Data section »
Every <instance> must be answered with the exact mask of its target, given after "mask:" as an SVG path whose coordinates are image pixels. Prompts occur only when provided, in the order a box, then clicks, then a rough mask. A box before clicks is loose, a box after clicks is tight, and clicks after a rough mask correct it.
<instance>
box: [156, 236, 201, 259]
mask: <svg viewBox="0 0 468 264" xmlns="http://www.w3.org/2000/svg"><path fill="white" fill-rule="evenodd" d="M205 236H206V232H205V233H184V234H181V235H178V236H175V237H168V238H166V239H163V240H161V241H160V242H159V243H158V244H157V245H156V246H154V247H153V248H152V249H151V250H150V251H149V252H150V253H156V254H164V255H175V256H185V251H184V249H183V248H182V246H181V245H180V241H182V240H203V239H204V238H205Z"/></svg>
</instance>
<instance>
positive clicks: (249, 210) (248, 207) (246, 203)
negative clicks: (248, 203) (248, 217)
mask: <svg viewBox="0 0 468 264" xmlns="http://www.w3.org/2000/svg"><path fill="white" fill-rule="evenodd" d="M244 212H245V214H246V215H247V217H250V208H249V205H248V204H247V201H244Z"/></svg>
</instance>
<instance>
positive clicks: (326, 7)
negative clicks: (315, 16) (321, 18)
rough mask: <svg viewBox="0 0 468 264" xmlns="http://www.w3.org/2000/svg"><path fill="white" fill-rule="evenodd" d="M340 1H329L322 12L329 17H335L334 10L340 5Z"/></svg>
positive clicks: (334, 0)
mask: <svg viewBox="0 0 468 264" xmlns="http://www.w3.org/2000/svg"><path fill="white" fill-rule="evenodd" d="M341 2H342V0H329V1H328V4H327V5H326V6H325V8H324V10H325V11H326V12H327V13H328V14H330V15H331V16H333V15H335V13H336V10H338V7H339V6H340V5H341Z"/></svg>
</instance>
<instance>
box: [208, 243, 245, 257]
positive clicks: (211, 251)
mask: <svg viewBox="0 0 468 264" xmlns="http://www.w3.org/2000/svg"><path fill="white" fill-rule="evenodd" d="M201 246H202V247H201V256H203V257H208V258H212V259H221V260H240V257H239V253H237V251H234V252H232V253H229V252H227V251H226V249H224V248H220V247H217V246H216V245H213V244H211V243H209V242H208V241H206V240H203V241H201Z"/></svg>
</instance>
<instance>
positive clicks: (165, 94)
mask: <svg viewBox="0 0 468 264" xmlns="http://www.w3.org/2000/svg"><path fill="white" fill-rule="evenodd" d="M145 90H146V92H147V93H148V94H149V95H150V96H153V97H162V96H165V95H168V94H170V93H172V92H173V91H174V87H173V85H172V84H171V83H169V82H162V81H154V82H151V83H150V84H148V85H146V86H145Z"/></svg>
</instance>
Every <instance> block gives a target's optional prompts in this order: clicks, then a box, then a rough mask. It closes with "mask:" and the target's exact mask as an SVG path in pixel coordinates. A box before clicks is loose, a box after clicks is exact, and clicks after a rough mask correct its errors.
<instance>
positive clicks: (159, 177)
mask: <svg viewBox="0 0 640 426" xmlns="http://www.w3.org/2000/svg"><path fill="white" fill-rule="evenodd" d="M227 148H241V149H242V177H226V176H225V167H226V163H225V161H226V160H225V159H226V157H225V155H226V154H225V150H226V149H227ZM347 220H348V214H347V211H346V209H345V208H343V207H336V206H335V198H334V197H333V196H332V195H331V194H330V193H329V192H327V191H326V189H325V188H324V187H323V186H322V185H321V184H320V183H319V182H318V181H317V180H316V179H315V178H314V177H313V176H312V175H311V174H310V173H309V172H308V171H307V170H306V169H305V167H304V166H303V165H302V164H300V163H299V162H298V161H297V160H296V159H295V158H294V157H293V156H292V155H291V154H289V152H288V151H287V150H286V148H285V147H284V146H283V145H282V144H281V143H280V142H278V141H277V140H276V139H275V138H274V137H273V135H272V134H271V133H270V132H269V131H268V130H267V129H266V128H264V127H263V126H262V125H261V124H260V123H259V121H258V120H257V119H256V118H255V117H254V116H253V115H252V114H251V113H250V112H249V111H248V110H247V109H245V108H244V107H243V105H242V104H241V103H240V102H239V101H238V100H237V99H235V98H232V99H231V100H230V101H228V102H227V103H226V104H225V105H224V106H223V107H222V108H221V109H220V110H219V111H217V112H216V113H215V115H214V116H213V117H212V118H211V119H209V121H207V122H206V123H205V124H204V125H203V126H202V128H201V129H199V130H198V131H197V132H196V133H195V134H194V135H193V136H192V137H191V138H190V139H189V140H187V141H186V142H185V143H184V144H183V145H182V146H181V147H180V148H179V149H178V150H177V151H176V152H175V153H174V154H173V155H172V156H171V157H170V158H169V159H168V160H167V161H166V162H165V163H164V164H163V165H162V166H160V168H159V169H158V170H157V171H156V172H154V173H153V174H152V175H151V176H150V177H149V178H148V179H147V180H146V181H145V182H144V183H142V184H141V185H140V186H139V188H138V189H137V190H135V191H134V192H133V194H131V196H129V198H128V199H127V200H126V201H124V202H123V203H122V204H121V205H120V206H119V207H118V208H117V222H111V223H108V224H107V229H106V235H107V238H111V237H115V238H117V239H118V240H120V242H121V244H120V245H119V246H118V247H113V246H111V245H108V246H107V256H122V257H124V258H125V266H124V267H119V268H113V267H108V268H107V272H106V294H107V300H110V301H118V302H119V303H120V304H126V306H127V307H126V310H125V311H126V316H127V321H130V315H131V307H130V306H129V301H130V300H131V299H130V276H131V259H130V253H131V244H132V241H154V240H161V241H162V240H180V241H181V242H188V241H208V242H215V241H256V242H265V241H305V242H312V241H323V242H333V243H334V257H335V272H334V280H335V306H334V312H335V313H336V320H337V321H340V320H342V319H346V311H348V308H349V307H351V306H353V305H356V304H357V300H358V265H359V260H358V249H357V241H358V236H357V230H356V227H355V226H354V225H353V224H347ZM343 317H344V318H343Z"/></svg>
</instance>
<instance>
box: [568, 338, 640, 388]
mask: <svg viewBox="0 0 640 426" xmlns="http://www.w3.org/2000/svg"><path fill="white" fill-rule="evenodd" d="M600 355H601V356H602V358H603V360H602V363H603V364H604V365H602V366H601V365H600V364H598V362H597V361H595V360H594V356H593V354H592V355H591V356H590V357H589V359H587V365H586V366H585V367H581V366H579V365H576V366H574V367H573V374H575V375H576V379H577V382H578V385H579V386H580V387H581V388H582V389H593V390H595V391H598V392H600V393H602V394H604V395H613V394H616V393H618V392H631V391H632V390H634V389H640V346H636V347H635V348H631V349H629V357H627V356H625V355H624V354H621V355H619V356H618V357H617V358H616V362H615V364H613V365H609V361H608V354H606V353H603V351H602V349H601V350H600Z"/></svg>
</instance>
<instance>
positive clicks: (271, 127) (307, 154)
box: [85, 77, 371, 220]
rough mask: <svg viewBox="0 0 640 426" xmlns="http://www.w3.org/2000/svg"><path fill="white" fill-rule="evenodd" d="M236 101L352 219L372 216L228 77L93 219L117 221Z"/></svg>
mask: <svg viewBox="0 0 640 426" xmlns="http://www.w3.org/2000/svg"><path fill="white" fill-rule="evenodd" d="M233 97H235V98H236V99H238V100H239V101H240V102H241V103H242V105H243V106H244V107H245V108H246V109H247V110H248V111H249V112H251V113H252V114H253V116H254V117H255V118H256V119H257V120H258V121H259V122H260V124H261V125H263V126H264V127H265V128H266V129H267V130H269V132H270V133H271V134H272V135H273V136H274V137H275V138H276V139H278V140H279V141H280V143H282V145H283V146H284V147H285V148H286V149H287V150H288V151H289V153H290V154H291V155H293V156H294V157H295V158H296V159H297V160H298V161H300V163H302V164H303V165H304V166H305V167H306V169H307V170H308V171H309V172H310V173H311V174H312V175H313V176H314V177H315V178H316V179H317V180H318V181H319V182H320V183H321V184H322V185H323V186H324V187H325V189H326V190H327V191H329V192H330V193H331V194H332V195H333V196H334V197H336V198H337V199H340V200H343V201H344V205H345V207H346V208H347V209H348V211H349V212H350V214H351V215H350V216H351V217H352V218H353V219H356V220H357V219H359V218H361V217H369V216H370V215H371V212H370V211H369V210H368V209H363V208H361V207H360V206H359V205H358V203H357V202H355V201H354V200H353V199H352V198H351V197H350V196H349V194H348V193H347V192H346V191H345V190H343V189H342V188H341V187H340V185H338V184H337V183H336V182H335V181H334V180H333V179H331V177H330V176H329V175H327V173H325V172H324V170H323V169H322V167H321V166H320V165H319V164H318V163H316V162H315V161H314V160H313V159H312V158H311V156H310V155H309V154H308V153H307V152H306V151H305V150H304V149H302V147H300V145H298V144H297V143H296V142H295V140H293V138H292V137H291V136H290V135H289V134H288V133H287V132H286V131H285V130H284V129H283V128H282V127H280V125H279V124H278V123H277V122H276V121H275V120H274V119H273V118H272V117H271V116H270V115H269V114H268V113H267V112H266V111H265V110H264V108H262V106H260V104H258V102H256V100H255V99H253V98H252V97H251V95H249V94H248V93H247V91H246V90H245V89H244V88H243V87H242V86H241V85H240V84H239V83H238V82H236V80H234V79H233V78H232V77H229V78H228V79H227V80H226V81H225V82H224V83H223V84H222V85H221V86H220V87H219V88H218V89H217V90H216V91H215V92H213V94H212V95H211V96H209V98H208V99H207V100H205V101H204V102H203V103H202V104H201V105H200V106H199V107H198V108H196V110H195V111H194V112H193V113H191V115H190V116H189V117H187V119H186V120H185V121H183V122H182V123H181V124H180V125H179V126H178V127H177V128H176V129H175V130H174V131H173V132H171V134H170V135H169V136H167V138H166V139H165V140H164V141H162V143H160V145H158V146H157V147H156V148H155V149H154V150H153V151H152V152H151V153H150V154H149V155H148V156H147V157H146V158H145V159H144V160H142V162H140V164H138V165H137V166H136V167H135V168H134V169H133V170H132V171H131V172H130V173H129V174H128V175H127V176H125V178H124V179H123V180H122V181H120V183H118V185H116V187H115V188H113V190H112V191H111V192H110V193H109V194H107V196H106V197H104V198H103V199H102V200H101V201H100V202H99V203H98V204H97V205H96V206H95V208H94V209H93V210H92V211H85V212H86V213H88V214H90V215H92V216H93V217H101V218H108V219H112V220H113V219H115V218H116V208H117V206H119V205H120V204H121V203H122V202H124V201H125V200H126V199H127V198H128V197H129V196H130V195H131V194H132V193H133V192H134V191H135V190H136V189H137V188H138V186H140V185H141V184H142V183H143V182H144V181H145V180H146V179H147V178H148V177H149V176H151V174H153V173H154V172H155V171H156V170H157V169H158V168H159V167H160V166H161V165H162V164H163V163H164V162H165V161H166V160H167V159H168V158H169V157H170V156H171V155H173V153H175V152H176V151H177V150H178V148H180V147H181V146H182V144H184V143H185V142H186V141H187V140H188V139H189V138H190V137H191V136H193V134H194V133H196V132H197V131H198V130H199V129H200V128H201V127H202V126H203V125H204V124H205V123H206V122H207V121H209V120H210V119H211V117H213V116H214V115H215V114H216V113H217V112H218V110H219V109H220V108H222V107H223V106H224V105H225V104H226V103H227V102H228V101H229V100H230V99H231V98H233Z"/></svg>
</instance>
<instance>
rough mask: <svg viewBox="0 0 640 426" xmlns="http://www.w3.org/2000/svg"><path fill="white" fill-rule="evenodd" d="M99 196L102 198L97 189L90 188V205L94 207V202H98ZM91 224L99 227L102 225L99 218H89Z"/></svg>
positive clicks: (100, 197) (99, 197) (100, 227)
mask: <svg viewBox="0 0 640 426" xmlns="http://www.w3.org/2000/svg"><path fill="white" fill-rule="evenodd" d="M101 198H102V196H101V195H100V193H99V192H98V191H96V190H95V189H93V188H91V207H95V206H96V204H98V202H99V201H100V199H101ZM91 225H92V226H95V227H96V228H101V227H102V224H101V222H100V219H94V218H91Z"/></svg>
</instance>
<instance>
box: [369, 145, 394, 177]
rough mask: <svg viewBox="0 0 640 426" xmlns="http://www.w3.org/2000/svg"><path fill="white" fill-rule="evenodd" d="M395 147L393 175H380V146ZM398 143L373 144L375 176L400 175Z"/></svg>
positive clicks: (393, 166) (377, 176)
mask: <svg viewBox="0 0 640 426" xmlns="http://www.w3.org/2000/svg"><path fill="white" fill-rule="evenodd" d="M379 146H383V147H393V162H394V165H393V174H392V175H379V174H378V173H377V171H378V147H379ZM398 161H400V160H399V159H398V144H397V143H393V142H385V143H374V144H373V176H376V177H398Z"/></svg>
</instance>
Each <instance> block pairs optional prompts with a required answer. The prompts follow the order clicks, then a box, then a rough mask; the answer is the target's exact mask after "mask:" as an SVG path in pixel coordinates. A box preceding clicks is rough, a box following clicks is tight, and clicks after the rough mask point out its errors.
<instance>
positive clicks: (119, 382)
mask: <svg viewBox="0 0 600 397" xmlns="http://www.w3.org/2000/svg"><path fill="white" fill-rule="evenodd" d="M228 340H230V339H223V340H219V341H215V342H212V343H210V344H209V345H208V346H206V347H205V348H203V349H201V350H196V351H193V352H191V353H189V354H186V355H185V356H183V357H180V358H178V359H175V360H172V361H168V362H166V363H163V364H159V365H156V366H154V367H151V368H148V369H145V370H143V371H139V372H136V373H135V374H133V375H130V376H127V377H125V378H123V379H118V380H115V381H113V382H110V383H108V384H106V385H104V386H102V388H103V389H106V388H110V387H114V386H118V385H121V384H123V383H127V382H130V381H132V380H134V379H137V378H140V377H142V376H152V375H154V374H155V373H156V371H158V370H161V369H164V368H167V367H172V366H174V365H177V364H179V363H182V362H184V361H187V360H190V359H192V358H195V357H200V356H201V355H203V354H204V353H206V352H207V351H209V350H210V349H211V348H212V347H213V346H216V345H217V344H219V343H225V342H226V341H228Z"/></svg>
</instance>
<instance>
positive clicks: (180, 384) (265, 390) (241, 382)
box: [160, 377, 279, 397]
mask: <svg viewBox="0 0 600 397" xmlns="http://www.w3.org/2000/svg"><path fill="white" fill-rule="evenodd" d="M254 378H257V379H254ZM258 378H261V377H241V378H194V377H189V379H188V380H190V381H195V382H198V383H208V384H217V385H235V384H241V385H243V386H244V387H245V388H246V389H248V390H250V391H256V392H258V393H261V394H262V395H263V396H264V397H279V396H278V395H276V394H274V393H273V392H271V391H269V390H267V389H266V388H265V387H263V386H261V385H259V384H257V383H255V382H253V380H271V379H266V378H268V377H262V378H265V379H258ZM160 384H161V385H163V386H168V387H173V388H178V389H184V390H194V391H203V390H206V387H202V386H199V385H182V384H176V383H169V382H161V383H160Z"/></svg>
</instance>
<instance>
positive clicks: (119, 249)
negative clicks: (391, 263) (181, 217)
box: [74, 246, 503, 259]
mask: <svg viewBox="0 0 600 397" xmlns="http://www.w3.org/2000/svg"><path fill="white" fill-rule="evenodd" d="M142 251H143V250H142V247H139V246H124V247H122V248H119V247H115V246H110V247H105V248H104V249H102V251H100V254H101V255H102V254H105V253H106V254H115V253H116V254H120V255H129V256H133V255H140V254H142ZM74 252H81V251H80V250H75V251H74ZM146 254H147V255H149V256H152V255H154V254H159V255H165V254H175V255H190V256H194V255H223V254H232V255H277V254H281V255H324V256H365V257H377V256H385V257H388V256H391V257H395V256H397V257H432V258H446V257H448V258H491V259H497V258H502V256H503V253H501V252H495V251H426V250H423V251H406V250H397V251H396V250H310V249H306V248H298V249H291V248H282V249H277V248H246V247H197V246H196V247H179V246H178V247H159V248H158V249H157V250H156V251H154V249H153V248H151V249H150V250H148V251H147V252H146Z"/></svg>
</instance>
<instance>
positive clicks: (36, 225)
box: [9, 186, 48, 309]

Exercise » From the records above, copy each line that contains the word "negative", treating uppercase and lowercase letters as distinct.

Answer section »
negative clicks: (248, 203) (248, 217)
negative clicks: (315, 16) (321, 18)
negative clicks: (391, 263) (181, 217)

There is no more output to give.